> [Directions] Transcribe every entry word for word. Skip the pictures.
[Available data Boundary: Start]
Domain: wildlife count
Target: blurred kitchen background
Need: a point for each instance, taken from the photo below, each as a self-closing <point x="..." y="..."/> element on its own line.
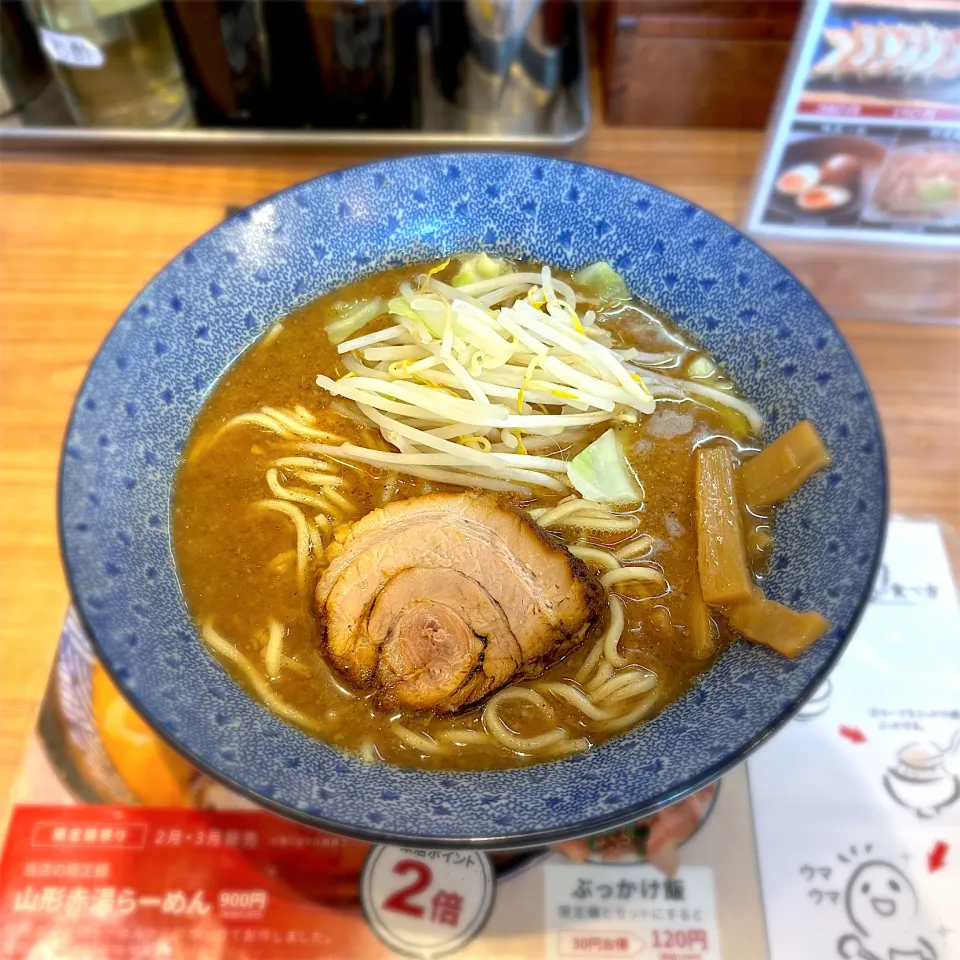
<point x="405" y="71"/>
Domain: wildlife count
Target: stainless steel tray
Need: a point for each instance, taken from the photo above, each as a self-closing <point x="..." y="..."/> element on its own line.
<point x="526" y="116"/>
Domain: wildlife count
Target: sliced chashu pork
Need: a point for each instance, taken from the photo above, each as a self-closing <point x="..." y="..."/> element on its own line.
<point x="438" y="601"/>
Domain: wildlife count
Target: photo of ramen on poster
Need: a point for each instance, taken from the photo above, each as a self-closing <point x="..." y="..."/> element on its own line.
<point x="867" y="142"/>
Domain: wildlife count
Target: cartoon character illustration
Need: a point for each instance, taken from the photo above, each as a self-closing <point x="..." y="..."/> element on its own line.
<point x="882" y="906"/>
<point x="921" y="780"/>
<point x="818" y="704"/>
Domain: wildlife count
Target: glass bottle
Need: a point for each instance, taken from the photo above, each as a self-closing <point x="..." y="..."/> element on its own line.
<point x="115" y="61"/>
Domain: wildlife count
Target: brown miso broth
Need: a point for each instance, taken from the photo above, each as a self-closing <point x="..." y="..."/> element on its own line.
<point x="238" y="567"/>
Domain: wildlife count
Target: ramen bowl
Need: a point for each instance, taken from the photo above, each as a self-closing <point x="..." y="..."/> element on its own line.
<point x="144" y="390"/>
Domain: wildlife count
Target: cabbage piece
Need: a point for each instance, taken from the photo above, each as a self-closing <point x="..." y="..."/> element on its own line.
<point x="603" y="280"/>
<point x="480" y="267"/>
<point x="601" y="472"/>
<point x="356" y="318"/>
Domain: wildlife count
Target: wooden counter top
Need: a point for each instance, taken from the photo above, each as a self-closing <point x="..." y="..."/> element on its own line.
<point x="81" y="235"/>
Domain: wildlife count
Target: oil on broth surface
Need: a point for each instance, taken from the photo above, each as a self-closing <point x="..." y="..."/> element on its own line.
<point x="238" y="571"/>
[Available data Boundary: End]
> [Output of the exercise]
Domain: wildlife count
Target: blurred kitchen background
Need: a point for each instance, taken from the photo below, each as a self-closing <point x="..." y="..."/> element on its own line.
<point x="405" y="71"/>
Domain: wildlife count
Target: stainless steel tray
Need: a point for each instance, taken from the photo above, each as a self-closing <point x="..." y="..."/> element on its own line.
<point x="526" y="116"/>
Domain: wildlife count
Target: sliced chashu pork
Need: a point for each instance, taken from the photo above, each as a self-closing <point x="..." y="..."/> element on its own line.
<point x="438" y="601"/>
Domain: wildlife count
Target: photo of ramen on poster
Need: a point for each instance, taken from the photo above, each as a self-closing <point x="..." y="..."/> element on its own line.
<point x="867" y="142"/>
Domain: wildlife count
Target: cartoon character illustration
Need: a point for each instance, taken from the photo above, each as a self-closing <point x="..." y="..."/> element on its own line.
<point x="882" y="906"/>
<point x="921" y="780"/>
<point x="818" y="704"/>
Domain: wildlife count
Target: glass bottle
Need: a point for each instance, taken from the photo above, each as a self-closing <point x="..." y="..."/> element on its own line.
<point x="115" y="61"/>
Domain: wildlife count
Target: brown miso broth
Need: a point for each instance, taken from the photo above, each as a self-closing <point x="..." y="..."/> element on its own line.
<point x="238" y="567"/>
Domain: wildlife count
Target: ramen bowl
Need: a point for each instance, taken from the photo above, each as a self-closing <point x="..." y="..."/> element on its own line.
<point x="144" y="390"/>
Domain: wildlife count
Target: cabbage piece
Need: a point for each instance, taken from the photo above, each as a self-closing <point x="..." y="..."/> element on its own line.
<point x="603" y="280"/>
<point x="480" y="267"/>
<point x="601" y="472"/>
<point x="356" y="318"/>
Domain: wildlife count
Target: wooden counter top
Need: a point for each instance, taken from the photo above, each as a self-closing <point x="..." y="..."/> element on its own line.
<point x="81" y="235"/>
Domain: wildlife count
Target: oil on broth surface
Need: a point for each instance, taken from the photo above, each as a self-closing <point x="..." y="..."/> element on its own line.
<point x="238" y="571"/>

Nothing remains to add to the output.